**WORK TO COMPLETE**: After locating the line with "227L178 222L174 218L164" in the data that follows, return it and every later line exactly, up to and including the line with "box: [117, 334, 130, 345]".

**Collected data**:
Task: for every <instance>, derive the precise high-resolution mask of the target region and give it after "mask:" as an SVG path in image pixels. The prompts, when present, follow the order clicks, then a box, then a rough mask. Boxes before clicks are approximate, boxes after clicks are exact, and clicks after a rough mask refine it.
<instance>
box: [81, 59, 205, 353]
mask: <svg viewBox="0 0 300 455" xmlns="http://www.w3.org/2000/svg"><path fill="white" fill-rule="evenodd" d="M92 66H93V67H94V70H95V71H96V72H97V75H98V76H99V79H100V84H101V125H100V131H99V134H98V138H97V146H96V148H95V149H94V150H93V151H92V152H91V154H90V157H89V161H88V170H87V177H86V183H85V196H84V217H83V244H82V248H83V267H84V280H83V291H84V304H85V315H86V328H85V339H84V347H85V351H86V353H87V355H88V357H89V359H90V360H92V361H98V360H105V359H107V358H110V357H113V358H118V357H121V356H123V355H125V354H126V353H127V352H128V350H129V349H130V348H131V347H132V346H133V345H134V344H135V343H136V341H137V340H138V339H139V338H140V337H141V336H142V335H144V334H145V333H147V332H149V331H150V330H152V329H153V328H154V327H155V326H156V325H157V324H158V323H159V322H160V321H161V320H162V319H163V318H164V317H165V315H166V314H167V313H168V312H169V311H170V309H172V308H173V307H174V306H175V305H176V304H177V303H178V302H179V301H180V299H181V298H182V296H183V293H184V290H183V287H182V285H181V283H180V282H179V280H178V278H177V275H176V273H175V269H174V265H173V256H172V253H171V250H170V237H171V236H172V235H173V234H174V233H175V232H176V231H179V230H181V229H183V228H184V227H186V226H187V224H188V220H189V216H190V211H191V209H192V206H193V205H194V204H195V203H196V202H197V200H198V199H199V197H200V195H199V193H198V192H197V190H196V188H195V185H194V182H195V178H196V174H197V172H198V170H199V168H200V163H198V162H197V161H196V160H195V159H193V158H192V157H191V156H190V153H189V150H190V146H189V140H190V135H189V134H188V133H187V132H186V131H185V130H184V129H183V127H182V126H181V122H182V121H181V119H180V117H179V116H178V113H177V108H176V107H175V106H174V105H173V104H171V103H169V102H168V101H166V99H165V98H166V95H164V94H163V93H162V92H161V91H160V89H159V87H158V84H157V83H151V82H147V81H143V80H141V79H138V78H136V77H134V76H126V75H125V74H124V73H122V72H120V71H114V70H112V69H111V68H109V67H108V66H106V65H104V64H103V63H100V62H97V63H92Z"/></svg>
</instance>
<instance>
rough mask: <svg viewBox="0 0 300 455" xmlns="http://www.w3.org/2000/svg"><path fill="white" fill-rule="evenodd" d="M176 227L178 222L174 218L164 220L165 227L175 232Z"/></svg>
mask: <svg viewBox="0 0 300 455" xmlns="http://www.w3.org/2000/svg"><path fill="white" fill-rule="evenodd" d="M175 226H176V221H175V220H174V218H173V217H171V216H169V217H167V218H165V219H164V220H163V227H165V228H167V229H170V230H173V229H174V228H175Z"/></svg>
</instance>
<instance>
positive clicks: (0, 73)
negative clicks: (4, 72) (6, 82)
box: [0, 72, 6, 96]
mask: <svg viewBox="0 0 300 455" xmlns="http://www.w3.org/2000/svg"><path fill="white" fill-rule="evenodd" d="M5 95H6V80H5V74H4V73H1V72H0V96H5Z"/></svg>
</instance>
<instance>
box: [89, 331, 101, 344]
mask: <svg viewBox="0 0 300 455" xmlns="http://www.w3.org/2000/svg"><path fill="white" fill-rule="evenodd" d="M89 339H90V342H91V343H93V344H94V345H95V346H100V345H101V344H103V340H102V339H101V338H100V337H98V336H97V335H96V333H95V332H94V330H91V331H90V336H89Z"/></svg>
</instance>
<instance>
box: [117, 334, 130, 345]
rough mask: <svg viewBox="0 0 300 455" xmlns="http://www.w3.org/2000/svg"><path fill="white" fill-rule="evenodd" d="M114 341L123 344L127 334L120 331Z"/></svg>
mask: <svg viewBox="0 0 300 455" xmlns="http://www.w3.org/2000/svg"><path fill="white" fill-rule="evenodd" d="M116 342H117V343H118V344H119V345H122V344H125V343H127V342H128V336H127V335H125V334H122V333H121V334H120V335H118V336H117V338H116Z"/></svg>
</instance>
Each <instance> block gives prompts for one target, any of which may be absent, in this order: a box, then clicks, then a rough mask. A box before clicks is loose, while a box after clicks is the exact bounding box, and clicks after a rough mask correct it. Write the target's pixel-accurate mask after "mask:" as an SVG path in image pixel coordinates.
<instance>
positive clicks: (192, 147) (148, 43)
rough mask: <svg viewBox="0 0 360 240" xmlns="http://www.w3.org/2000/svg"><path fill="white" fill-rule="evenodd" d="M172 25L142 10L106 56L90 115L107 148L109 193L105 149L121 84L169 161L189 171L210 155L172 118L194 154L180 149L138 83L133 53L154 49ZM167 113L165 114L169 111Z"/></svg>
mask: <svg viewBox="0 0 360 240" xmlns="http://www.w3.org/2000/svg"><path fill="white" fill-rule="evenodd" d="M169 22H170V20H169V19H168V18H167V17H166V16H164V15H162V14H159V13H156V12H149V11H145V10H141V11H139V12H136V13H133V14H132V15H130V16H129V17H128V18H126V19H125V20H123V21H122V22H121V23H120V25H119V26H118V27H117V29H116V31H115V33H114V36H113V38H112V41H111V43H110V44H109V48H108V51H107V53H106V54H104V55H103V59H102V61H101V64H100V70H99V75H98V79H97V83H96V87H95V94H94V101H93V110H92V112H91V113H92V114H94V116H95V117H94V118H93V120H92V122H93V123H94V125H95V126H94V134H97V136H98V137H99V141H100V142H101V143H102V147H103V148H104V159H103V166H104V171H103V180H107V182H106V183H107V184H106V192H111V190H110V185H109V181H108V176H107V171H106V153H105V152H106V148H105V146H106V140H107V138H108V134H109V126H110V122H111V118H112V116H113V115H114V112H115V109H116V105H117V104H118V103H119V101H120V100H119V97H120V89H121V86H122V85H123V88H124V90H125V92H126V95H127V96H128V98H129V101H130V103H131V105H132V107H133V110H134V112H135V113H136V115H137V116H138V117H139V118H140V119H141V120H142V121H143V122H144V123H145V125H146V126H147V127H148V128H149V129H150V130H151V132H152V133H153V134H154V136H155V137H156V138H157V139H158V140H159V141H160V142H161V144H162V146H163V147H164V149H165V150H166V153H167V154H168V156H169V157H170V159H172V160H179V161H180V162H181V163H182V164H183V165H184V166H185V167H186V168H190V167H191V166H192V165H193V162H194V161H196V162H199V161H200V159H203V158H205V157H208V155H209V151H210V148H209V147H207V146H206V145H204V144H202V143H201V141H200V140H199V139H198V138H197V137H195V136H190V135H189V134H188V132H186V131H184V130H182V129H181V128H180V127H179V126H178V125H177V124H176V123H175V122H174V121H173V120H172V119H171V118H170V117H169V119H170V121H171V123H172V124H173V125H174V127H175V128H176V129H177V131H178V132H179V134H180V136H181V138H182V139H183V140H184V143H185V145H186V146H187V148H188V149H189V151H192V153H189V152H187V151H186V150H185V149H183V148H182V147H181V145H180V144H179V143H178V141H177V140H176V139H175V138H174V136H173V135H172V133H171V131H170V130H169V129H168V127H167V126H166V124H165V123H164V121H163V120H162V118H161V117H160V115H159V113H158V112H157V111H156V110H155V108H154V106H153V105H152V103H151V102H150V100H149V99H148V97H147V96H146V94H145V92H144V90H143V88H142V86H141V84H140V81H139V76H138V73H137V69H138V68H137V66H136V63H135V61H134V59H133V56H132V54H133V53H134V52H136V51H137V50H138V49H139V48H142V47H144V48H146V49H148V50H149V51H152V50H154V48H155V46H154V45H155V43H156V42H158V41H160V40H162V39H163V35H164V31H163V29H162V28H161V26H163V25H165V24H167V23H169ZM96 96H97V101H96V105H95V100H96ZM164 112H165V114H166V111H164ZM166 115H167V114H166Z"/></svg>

**ANSWER TO THIS EXERCISE**:
rough mask: <svg viewBox="0 0 300 455" xmlns="http://www.w3.org/2000/svg"><path fill="white" fill-rule="evenodd" d="M176 227L178 222L174 218L164 220L165 227L175 232Z"/></svg>
mask: <svg viewBox="0 0 300 455" xmlns="http://www.w3.org/2000/svg"><path fill="white" fill-rule="evenodd" d="M175 226H176V221H175V220H174V218H173V217H171V216H169V217H167V218H165V219H164V220H163V227H165V228H167V229H170V230H173V229H174V228H175Z"/></svg>
</instance>
<instance>
positive clicks: (0, 73)
negative clicks: (4, 72) (6, 82)
box: [0, 72, 6, 96]
mask: <svg viewBox="0 0 300 455" xmlns="http://www.w3.org/2000/svg"><path fill="white" fill-rule="evenodd" d="M5 95H6V80H5V74H4V73H1V72H0V96H5Z"/></svg>
</instance>
<instance>
box: [89, 331, 101, 344]
mask: <svg viewBox="0 0 300 455" xmlns="http://www.w3.org/2000/svg"><path fill="white" fill-rule="evenodd" d="M89 339H90V342H91V343H93V344H94V345H95V346H100V345H101V344H103V340H102V339H101V338H100V337H98V336H97V335H96V333H95V332H94V330H91V331H90V336H89Z"/></svg>
</instance>
<instance>
box: [117, 334, 130, 345]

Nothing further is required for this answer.